| SELECTION |
::::
The mic system is all right, if not the clearest. The Nothing Ear 2 does a decent job of filtering out street noise but can struggle with wind and office clatter.
Nothing Ear (2) microphone demo (Ideal conditions):
Nothing Ear (2) microphone demo (Office conditions):
Nothing Ear (2) microphone demo (Street conditions):
Nothing Ear (2) microphone demo (Windy conditions):
How does the microphone sound to you?
Should you get the Beats Studio Buds Plus instead of the AirPods Pro?
Riffing off of the success of the original Beats Studio Buds, the newer Beats Studio Buds Plus retains nearly the same form factor and a reasonable 5-gram per bud weight. These sound pretty decent and have a much-improved noise canceling system. Unlike other Beats, these lack an H1 or H2 chip and work just as well with Android as iOS.
Button controls are pretty much the most annoying thing about these earbuds. If you don’t mind those, the 8 hours and 22 minutes of battery life will surely impress pretty much everyone and surpasses the AirPods Pro (2nd generation) battery life.
Should you get the Apple AirPods 3 instead of the AirPods Pro?
The Apple AirPods (3rd generation) borrows many of its features and its design from the flagship AirPods Pro. With shortened stems, force sensor controls, and an IPX4 build, it may be hard to tell the AirPods (3rd generation) apart from the Pro model — that is, until you remove the earbuds from your ear. The third-gen AirPods feature the same open-type fit as previous AirPods. If you want a comfortable, reliable fit, then the AirPods Pro is the best option, no question. There are also plenty of AirPods alternatives worth checking out.
::::
| RECORD SET |

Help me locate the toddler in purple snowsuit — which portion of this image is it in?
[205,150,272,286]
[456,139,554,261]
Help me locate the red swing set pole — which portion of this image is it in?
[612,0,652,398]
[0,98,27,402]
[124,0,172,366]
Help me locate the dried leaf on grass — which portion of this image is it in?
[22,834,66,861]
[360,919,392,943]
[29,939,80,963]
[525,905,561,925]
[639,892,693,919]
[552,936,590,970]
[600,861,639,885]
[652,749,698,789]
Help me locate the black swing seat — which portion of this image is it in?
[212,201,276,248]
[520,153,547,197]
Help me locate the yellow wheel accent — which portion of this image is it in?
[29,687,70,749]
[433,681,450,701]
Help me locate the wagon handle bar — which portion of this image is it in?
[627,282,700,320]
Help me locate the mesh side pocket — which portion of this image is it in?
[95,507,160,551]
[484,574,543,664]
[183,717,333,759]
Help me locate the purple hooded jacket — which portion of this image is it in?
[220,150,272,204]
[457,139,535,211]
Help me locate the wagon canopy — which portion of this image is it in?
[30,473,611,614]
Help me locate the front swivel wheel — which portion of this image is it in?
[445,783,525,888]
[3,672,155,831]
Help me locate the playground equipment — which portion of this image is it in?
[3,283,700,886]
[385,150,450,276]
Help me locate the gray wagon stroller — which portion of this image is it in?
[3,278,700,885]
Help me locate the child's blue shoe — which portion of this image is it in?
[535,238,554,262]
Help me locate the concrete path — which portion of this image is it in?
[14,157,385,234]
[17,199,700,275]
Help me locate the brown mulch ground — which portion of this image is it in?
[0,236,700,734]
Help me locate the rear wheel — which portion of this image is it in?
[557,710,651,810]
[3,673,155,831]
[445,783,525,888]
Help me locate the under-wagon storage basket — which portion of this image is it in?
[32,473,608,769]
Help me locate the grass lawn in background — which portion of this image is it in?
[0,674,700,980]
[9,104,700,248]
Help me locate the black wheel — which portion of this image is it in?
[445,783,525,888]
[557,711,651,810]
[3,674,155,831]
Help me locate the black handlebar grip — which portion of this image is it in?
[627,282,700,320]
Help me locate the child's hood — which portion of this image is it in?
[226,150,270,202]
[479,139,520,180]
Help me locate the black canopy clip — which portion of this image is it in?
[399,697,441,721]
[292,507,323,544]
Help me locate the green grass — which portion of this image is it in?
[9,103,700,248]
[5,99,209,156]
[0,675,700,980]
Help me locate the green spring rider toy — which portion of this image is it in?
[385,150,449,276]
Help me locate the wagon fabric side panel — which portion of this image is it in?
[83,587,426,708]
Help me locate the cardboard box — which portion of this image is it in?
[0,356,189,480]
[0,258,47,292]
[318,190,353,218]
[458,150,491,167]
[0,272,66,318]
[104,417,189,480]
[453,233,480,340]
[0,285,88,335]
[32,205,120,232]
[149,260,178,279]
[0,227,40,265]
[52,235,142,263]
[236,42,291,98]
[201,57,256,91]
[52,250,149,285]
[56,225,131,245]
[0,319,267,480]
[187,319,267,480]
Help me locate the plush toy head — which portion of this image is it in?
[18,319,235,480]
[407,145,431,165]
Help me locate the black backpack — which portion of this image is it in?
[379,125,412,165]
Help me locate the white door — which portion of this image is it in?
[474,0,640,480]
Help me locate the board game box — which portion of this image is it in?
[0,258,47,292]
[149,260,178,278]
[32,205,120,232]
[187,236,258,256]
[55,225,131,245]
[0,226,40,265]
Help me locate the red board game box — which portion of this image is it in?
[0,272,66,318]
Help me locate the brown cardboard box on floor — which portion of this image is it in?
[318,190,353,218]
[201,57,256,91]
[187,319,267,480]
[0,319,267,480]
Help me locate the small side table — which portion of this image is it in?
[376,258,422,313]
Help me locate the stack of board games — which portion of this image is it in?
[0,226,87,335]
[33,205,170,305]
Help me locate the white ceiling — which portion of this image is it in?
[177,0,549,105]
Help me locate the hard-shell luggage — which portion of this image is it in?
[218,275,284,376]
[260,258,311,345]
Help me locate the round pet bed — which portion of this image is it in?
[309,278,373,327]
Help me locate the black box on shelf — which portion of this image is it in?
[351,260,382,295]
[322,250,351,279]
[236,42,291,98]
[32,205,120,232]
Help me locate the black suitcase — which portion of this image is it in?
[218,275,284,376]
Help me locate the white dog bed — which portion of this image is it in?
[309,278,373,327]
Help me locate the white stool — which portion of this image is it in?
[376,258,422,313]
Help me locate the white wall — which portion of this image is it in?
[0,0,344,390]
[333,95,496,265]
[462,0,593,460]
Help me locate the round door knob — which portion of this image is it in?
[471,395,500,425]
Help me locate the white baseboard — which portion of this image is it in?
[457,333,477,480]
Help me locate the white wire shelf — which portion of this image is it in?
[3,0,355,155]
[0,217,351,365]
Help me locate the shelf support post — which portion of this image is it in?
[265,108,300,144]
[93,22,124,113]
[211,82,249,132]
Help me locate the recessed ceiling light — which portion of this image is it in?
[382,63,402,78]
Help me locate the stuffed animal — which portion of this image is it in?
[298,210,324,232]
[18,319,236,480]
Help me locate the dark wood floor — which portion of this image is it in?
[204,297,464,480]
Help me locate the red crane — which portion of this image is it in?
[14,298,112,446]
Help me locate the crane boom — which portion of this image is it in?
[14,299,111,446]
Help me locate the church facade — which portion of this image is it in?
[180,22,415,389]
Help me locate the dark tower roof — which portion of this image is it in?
::::
| STATED GOAL |
Copy out the earbuds review above word for word, from start to finish.

| TASK RESPONSE |
The mic system is all right, if not the clearest. The Nothing Ear 2 does a decent job of filtering out street noise but can struggle with wind and office clatter.
Nothing Ear (2) microphone demo (Ideal conditions):
Nothing Ear (2) microphone demo (Office conditions):
Nothing Ear (2) microphone demo (Street conditions):
Nothing Ear (2) microphone demo (Windy conditions):
How does the microphone sound to you?
Should you get the Beats Studio Buds Plus instead of the AirPods Pro?
Riffing off of the success of the original Beats Studio Buds, the newer Beats Studio Buds Plus retains nearly the same form factor and a reasonable 5-gram per bud weight. These sound pretty decent and have a much-improved noise canceling system. Unlike other Beats, these lack an H1 or H2 chip and work just as well with Android as iOS.
Button controls are pretty much the most annoying thing about these earbuds. If you don’t mind those, the 8 hours and 22 minutes of battery life will surely impress pretty much everyone and surpasses the AirPods Pro (2nd generation) battery life.
Should you get the Apple AirPods 3 instead of the AirPods Pro?
The Apple AirPods (3rd generation) borrows many of its features and its design from the flagship AirPods Pro. With shortened stems, force sensor controls, and an IPX4 build, it may be hard to tell the AirPods (3rd generation) apart from the Pro model — that is, until you remove the earbuds from your ear. The third-gen AirPods feature the same open-type fit as previous AirPods. If you want a comfortable, reliable fit, then the AirPods Pro is the best option, no question. There are also plenty of AirPods alternatives worth checking out.